** Opening Text passage block **
Published in Infectious Diseases, For the Health of It Author: Kimberly Tjaden,MD

The Minnesota Department of Health (MDH) is strongly encouraging that college students stay on campus for Thanksgiving this year as community spread of COVID-19 surges across the state and across the nation.

MDH offers different options for college students such as remaining on campus and have a virtual Thanksgiving with your family. Or plan a dinner with the people who live with you, either roommates or dormmates. Check with your university on how they might be accommodating students who will need to stay on campus.

MDH discourages travel over Thanksgiving break, especially for college students who plan to return back to school after the break.

Before you make a decision, talk with your college student about other options. Some conversation topics could include:

  • We feel nervous about you coming home in case you may be a carrier of the coronavirus. Many spread the virus before knowing they have it.
** Closing Text passage block **
** Opening Dataset content block **
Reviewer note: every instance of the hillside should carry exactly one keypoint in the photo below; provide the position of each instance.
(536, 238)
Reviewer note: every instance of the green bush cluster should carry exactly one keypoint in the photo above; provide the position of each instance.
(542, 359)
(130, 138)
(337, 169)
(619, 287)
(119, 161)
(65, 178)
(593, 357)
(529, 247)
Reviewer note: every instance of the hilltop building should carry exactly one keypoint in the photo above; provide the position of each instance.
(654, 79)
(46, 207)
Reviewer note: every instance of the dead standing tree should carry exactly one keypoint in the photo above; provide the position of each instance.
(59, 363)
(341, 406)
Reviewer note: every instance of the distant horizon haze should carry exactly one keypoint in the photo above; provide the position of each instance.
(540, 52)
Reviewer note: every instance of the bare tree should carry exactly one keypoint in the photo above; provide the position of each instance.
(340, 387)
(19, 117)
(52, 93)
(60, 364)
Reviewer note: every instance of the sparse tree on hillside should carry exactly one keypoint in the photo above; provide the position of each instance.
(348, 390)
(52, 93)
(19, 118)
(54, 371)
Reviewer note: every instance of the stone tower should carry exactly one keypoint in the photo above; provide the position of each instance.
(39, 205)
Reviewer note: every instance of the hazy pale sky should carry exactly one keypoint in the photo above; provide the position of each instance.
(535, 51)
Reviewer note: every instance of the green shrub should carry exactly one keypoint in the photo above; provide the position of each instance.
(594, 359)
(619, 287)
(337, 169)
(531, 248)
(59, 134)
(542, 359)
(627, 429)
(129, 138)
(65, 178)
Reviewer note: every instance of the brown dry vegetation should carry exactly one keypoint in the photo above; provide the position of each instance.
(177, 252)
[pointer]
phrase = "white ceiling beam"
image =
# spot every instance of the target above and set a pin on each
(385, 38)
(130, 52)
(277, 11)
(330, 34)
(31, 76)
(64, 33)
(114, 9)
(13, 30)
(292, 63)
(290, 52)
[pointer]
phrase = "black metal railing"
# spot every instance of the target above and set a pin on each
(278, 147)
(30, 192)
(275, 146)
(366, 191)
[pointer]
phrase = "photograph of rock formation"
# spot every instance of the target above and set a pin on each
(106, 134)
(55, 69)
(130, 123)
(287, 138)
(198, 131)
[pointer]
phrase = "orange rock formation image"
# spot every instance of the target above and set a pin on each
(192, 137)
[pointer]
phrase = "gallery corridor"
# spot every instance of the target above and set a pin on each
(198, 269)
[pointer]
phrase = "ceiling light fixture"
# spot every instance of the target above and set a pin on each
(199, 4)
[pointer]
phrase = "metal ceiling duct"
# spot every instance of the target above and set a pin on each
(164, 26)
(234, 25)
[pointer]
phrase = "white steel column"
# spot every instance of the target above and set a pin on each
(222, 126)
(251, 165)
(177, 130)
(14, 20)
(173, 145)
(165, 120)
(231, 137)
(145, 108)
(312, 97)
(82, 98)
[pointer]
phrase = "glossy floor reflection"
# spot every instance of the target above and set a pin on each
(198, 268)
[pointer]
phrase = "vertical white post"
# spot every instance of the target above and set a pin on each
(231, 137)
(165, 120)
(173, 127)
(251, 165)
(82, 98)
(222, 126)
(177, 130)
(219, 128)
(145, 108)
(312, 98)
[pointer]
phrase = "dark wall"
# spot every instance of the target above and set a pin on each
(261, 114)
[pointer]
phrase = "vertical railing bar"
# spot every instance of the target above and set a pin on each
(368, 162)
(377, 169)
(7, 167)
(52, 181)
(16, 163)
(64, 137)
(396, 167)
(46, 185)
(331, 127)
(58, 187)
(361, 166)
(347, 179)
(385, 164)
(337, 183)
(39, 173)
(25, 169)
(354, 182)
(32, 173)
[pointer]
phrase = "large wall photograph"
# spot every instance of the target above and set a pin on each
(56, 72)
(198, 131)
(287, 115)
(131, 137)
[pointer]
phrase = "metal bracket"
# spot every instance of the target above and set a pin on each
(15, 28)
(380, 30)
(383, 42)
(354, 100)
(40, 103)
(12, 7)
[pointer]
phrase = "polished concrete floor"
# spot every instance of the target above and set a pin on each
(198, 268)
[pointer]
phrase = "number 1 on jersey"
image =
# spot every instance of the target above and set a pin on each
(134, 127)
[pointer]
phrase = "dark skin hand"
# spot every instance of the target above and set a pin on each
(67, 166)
** Closing Dataset content block **
*Work to be completed:* Extend the passage on college students and Thanksgiving travel during COVID-19 past its final line, keeping its tone and format.

*Answer to the problem:*
  • Since you will be returning to campus after Thanksgiving, how would you feel about staying there for the holiday?
  • We’d love to send you some money for a special dinner or a small gift, so it can feel like home. Remember that pumpkin recipe your grandma makes every year? We’ll send you the ingredients so you can try making it yourself.

If your college student needs to come home, have an open and honest conversation with them about the power of their choices before they return home. Ask them to restrict contacts for at least a week before coming home and to not participate in social activities — lay low before you go.

Many universities offer free testing on campus for students. However, keep in mind that a test is just a snapshot in time. It is possible that a student who tests negative could develop the virus or pick up the virus on the way home if traveling by air, bus or carpooling.

Parents also need to avoid unnecessary gatherings in preparation for their college kids coming home. Most COVID-19 spread is coming from social gatherings. If you get sick, it will not be a nice homecoming.

If they do come home and were not able to isolate before returning home, consider isolating upon arrival to prevent asymptomatic spread to family members. This doesn’t mean being all alone, but you could prepare some their favorite foods, leave a nice candle in their room, and let them rest and rejuvenate. Remember: they have had a lot of stress because of COVID. Home is where they can decompress and feel safe.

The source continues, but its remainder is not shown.